>> BEGIN
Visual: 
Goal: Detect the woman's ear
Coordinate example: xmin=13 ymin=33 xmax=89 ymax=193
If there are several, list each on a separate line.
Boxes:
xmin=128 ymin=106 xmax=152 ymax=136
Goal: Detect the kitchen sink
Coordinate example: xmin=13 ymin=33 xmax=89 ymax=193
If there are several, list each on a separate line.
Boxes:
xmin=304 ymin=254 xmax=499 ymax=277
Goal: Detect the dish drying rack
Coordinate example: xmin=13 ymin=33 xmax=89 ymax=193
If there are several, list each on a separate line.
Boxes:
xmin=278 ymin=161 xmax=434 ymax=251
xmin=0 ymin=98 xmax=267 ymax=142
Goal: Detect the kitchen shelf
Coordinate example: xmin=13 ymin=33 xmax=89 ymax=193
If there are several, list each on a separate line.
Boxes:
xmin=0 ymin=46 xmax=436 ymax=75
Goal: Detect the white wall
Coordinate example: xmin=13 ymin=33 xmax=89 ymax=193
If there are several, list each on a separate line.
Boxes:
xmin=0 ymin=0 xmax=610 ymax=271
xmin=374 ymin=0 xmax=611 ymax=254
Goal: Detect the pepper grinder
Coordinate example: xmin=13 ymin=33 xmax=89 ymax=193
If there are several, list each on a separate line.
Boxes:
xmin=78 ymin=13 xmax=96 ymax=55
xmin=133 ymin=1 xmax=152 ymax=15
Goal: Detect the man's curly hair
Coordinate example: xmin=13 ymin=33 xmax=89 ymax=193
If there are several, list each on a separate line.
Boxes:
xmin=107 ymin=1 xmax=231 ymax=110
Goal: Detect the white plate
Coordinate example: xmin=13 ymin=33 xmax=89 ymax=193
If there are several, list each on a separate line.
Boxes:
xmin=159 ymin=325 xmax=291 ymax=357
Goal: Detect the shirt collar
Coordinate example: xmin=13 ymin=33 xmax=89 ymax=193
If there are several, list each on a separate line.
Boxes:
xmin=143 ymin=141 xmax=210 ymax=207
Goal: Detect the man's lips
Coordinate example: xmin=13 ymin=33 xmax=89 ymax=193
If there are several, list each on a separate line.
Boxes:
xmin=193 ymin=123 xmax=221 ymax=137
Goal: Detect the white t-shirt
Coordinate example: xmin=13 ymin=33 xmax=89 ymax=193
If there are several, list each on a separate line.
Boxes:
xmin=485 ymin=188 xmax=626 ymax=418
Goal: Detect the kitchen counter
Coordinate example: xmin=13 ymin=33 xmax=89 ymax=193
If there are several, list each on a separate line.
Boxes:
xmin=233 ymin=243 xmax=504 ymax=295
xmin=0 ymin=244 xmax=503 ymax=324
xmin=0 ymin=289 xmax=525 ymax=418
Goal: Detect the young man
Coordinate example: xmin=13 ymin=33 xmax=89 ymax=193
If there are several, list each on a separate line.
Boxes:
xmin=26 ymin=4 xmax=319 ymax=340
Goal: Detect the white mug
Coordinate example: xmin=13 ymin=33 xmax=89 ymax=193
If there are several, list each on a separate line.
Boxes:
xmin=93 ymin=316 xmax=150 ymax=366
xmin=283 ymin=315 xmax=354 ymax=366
>> END
Please retype the whole listing above, line for line, without changing anything.

:: Answer for this exercise ::
Visual: 
Goal: Detect the woman's ear
Coordinate example: xmin=13 ymin=33 xmax=89 ymax=193
If there are several, list each on a separate line.
Boxes:
xmin=128 ymin=106 xmax=152 ymax=136
Goal: Detect the kitchen sink
Coordinate example: xmin=13 ymin=33 xmax=89 ymax=193
If there are several, list each on a separate line.
Boxes:
xmin=304 ymin=254 xmax=499 ymax=277
Goal: Detect the dish drying rack
Coordinate example: xmin=13 ymin=33 xmax=89 ymax=193
If there are several, list each on a separate line.
Boxes:
xmin=278 ymin=161 xmax=434 ymax=251
xmin=0 ymin=98 xmax=267 ymax=142
Goal: Detect the kitchen shelf
Coordinate example: xmin=13 ymin=33 xmax=89 ymax=193
If there are several, list each on a separate line.
Boxes:
xmin=0 ymin=46 xmax=436 ymax=75
Goal: Detect the white wall
Coordinate example: xmin=13 ymin=33 xmax=89 ymax=193
If there are several, list each on a separate line.
Boxes:
xmin=0 ymin=0 xmax=610 ymax=271
xmin=374 ymin=0 xmax=611 ymax=254
Goal: Detect the pepper grinder
Coordinate example: xmin=13 ymin=33 xmax=89 ymax=193
If there are several, list each on a separate line.
Boxes:
xmin=78 ymin=13 xmax=96 ymax=55
xmin=133 ymin=1 xmax=152 ymax=15
Goal: Detect the man's curly hair
Coordinate example: xmin=13 ymin=33 xmax=89 ymax=193
If there are several, list each on a separate line.
Boxes:
xmin=107 ymin=1 xmax=231 ymax=110
Goal: Detect the white plate
Coordinate example: xmin=13 ymin=33 xmax=89 ymax=193
If there are several, list each on a separate line.
Boxes:
xmin=159 ymin=325 xmax=291 ymax=357
Goal: Detect the shirt collar
Coordinate example: xmin=13 ymin=33 xmax=89 ymax=193
If there are several, list each on a separate line.
Boxes:
xmin=143 ymin=141 xmax=210 ymax=207
Goal: Detect the man's lips
Coordinate example: xmin=13 ymin=33 xmax=89 ymax=193
If there are several, list each on a separate line.
Boxes:
xmin=193 ymin=123 xmax=221 ymax=137
Goal: Detect the white t-shirt
Coordinate example: xmin=13 ymin=33 xmax=89 ymax=193
If there are several, list each on a separate line.
Boxes:
xmin=485 ymin=188 xmax=626 ymax=418
Goal: Detect the kitchen counter
Coordinate example: xmin=13 ymin=33 xmax=89 ymax=193
If there are several, list each on a separate line.
Boxes:
xmin=233 ymin=243 xmax=504 ymax=295
xmin=0 ymin=244 xmax=503 ymax=324
xmin=0 ymin=289 xmax=525 ymax=418
Goal: Detect the young man
Coordinate example: xmin=13 ymin=33 xmax=89 ymax=193
If there are several, list each on a separate line.
Boxes:
xmin=26 ymin=4 xmax=319 ymax=340
Goal: Detect the white mug
Coordinate example: xmin=13 ymin=33 xmax=89 ymax=193
If there are several, list each on a separate line.
Boxes:
xmin=93 ymin=316 xmax=150 ymax=366
xmin=283 ymin=315 xmax=354 ymax=366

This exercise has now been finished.